■ Short exercise
Write out the rows below word for word, from the line with "[spot] the white column, one" through the last row.
-*-*-
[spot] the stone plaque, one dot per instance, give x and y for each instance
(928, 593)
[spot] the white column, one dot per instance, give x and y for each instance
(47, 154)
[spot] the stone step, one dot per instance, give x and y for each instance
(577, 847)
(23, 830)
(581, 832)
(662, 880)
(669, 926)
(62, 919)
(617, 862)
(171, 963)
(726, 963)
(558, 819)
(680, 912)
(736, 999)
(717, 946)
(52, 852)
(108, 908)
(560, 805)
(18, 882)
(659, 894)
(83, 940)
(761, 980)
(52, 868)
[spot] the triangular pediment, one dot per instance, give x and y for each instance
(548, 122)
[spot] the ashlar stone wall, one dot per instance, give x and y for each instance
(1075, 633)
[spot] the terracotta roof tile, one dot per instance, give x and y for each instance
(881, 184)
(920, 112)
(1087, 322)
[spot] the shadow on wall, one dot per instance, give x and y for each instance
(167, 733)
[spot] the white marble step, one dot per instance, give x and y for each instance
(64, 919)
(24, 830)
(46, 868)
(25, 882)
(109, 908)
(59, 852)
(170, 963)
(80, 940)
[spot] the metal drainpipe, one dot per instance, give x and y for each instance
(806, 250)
-*-*-
■ Answer to this exercise
[spot] the white column, one dot per instance, give x and y for each instance
(47, 154)
[spot] the stone step, one dot per instance, give x and y for each instance
(577, 847)
(23, 830)
(581, 832)
(662, 880)
(669, 926)
(62, 919)
(617, 862)
(171, 963)
(726, 963)
(558, 819)
(680, 912)
(736, 999)
(717, 946)
(52, 852)
(108, 908)
(560, 805)
(18, 882)
(659, 894)
(83, 940)
(761, 980)
(52, 868)
[spot] the triangular pediment, one dot per instance, give x and y for each instance
(548, 122)
[spot] the ashlar stone wall, one dot per instance, give x and y for each instance
(1075, 633)
[spot] the terracotta roof tile, one dot per instance, give x and y for each instance
(881, 184)
(920, 112)
(1087, 322)
[spot] the shadow on wall, one dot per instance, give x and y for each instance
(167, 733)
[spot] the white marble step, one dot per instance, give x and y for each instance
(64, 919)
(24, 830)
(46, 868)
(25, 882)
(109, 908)
(59, 852)
(170, 963)
(80, 940)
[spot] the metal drainpipe, one dot per instance, give x and y for each instance
(806, 250)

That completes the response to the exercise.